Aim >> Write out each line beneath this one exactly as it reads.

## start

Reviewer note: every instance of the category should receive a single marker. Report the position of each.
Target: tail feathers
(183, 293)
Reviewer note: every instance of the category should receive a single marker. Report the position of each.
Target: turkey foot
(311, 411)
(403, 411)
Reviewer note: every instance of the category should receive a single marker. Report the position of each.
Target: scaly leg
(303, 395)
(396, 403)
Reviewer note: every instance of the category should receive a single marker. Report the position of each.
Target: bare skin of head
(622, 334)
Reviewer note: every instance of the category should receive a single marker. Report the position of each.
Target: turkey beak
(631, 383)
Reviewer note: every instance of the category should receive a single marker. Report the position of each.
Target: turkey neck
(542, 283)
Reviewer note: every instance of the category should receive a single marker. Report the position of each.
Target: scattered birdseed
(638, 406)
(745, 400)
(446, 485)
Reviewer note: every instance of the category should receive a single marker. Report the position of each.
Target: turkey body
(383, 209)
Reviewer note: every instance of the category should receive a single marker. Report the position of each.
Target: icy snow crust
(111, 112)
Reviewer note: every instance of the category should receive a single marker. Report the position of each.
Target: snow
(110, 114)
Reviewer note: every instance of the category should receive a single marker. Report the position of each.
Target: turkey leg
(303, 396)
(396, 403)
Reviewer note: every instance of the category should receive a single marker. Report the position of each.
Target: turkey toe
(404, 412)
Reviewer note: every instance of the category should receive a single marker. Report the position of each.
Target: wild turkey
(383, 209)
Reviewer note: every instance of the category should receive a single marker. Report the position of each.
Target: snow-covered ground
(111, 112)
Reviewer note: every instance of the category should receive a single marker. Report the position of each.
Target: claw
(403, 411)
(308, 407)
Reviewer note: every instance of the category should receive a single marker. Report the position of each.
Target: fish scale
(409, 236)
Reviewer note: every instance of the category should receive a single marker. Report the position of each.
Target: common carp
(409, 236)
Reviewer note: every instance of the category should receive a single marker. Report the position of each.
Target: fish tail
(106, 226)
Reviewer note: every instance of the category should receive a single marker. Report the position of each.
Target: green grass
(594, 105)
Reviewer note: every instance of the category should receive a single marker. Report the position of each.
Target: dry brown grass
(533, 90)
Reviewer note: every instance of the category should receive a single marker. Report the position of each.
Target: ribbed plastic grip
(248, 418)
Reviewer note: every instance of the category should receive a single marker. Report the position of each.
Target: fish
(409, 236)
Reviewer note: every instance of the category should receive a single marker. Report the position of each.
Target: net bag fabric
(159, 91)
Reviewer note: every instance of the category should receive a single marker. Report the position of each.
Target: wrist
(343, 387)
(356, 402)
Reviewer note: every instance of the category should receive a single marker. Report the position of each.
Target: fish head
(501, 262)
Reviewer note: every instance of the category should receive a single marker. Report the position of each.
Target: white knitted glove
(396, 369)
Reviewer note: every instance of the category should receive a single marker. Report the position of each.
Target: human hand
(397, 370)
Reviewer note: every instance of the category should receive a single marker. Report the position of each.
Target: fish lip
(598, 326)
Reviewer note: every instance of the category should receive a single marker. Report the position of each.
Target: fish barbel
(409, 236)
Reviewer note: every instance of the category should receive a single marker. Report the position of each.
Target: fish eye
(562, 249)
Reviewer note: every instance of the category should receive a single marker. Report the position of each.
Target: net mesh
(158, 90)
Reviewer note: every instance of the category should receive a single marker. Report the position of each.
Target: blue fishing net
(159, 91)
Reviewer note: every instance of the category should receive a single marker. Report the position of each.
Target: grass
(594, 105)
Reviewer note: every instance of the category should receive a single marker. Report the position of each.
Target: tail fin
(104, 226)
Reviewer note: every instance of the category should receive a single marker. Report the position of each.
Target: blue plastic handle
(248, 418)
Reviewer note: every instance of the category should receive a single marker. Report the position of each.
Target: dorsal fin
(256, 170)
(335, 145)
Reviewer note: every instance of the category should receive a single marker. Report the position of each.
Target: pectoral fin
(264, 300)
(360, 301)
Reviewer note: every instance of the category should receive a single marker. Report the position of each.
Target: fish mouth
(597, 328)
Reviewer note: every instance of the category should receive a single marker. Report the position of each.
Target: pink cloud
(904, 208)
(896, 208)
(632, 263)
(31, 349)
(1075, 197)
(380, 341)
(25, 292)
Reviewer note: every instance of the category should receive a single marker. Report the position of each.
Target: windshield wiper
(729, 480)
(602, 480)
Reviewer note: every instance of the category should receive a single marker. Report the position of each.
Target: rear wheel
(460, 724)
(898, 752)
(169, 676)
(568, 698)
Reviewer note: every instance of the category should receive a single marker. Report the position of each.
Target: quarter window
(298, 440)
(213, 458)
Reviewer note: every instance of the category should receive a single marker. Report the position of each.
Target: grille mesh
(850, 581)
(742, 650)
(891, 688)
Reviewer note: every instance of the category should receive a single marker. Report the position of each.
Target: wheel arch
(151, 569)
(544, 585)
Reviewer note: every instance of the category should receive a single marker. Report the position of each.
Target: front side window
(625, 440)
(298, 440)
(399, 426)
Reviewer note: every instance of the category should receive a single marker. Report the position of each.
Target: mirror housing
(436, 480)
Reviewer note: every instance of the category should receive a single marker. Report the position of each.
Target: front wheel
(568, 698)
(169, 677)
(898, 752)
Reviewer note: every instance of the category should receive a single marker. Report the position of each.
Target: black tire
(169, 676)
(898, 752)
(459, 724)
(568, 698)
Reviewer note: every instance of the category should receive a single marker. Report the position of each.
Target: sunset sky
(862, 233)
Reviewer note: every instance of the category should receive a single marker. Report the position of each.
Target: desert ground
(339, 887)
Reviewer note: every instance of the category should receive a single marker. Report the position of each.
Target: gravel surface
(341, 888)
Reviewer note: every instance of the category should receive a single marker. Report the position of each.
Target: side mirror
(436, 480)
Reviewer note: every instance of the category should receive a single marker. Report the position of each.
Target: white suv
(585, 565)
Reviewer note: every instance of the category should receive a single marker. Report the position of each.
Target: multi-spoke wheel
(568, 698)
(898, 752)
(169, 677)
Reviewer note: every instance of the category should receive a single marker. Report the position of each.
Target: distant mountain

## end

Exercise solution >>
Reviewer note: every instance of the category should receive a single marker. Report the position of each.
Target: tail feathers
(183, 293)
Reviewer note: every instance of the category should receive a single marker. Report the position of each.
Target: turkey foot
(311, 411)
(403, 411)
Reviewer note: every instance of the category should receive a single marker. Report the position of each.
Target: scaly leg
(303, 395)
(396, 403)
Reviewer note: every instance of the category should receive a single marker. Report the position of each.
Target: bare skin of head
(622, 334)
Reviewer note: every instance of the category should receive a single marker. Report the position of each.
Target: turkey beak
(631, 383)
Reviewer note: every instance of the category should receive a single marker. Report the position of each.
Target: turkey neck
(542, 283)
Reviewer note: every instance of the category should receive a single marker. Report the position of each.
Target: scattered birdseed
(638, 406)
(745, 400)
(446, 485)
Reviewer note: every instance of the category should receive a single marker. Report the position of each.
Target: turkey body
(383, 209)
Reviewer note: every instance of the category should receive a single marker. Report the position of each.
Target: icy snow crust
(111, 112)
Reviewer note: every instance of the category should receive a single marker. Report the position of each.
Target: snow
(110, 114)
Reviewer note: every instance of the category should receive a single marker. Report the position of each.
Target: turkey leg
(303, 396)
(396, 403)
Reviewer note: every instance of the category should receive a single marker. Report the position of each.
Target: turkey toe
(404, 412)
Reviewer note: every instance of the category should receive a single marker. Report the position of each.
Target: wild turkey
(383, 209)
Reviewer note: every instance of the category should receive a single marker. Report the position of each.
Target: snow-covered ground
(111, 112)
Reviewer note: every instance of the category should receive a single marker. Report the position of each.
Target: claw
(403, 411)
(308, 407)
Reviewer note: every instance of the category should receive a single marker. Report the position of each.
Target: fish scale
(409, 236)
Reviewer note: every instance of the category should receive a single marker. Report the position of each.
Target: common carp
(409, 236)
Reviewer note: every instance of the category should receive a single marker. Report the position of each.
Target: fish tail
(106, 226)
Reviewer note: every instance of the category should receive a single marker. Report the position of each.
Target: green grass
(594, 105)
Reviewer note: every instance of the category should receive a single marker. Report the position of each.
Target: dry brown grass
(533, 90)
Reviewer note: every instance of the category should receive a single marker. Report the position of each.
Target: ribbed plastic grip
(248, 418)
Reviewer note: every instance of the category should receive a single marker. Report the position of each.
Target: fish
(409, 236)
Reviewer note: every instance of the category should receive a single marker. Report the position of each.
Target: net bag fabric
(159, 91)
Reviewer note: every instance of the category should receive a single marker. Report the position of each.
Target: wrist
(343, 387)
(356, 402)
Reviewer note: every instance of the category should receive a single marker. Report the position of each.
Target: fish head
(501, 262)
Reviewer note: every instance of the category should receive a single marker. Report the position of each.
Target: white knitted glove
(396, 369)
Reviewer note: every instance of the category should receive a single marker. Report the position of each.
Target: human hand
(397, 370)
Reviewer note: every instance of the category should receive a single marker. Report the position of each.
Target: fish lip
(598, 326)
Reviewer note: every instance of the category should receive a single marker. Report the position of each.
Target: fish barbel
(409, 236)
Reviewer note: every instance of the category should receive a single marker. Report the position of each.
Target: fish eye
(562, 249)
Reviewer note: every instance of the category should receive a single marker. Report the position of each.
Target: net mesh
(158, 90)
Reviewer note: every instance of the category should receive a single marker. Report the position of each.
Target: blue fishing net
(159, 91)
Reviewer note: every instance of the category should receive a single marker. Report the position of each.
Target: grass
(594, 105)
Reviewer note: every instance of the category should receive a single marker. Report the position of each.
Target: tail fin
(104, 226)
Reviewer note: every instance of the category should receive a single marker. Report the position of each.
Target: blue plastic handle
(248, 418)
Reviewer note: every instance of the category should receive a single marker. Report the position of each.
Target: dorsal fin
(256, 170)
(335, 145)
Reviewer note: every instance of the category should receive a single marker. Report the position of each.
Target: pectoral fin
(264, 300)
(360, 301)
Reviewer note: every instance of the category should receive a single marker. Report the position of each.
Target: fish mouth
(597, 328)
Reviewer note: every instance of the category should receive a single marker. Report the position of each.
Target: pink cloud
(904, 208)
(896, 208)
(632, 263)
(31, 349)
(1075, 197)
(380, 341)
(25, 292)
Reviewer note: every instance of the category should receive a single marker. Report the position of each.
Target: windshield wiper
(729, 480)
(602, 480)
Reviewer note: every instance of the category should receive a single marker. Report the position of each.
Target: rear wheel
(460, 724)
(898, 752)
(169, 676)
(568, 698)
Reviewer note: every instance of the category should receive a single marker. Report the position of each.
Target: quarter window
(298, 440)
(213, 458)
Reviewer note: every instance of the category should receive a single marker. Report the position of each.
Target: grille mesh
(850, 581)
(742, 650)
(891, 688)
Reviewer note: every instance of the category should receive a single marker. Report the position of each.
Target: wheel arch
(151, 569)
(544, 585)
Reviewer note: every instance of the category should receive a single marker. Report the position of each.
Target: front side window
(625, 440)
(298, 440)
(399, 426)
Reviewer note: every instance of the category should receive a single marker. Report the position of each.
Target: mirror housing
(436, 480)
Reviewer note: every instance of the category should receive a single marker. Report the position of each.
Target: front wheel
(568, 698)
(169, 677)
(898, 752)
Reviewer note: every instance of the category should receive a single marker. Report the position of each.
Target: black tire
(169, 676)
(898, 752)
(459, 724)
(568, 698)
Reviewer note: every instance of the category should receive a single marker. Report the position of each.
Target: sunset sky
(862, 233)
Reviewer note: every instance of the category should receive a single marker. Report the position of each.
Target: desert ground
(339, 887)
Reviewer note: every instance of the category should receive a single marker. Report the position of each.
Target: gravel surface
(341, 888)
Reviewer note: every instance of the category should receive a single marker. Report the position of each.
Target: side mirror
(436, 480)
Reviewer note: every instance of the category should receive a single marker. Report the position of each.
Target: white suv
(585, 565)
Reviewer note: every instance of the category should receive a single marker. Report the position of each.
Target: multi-spoke wheel
(568, 698)
(898, 752)
(169, 677)
Reviewer note: every instance of the category should receive a single marker. Report the position of each.
Target: distant mountain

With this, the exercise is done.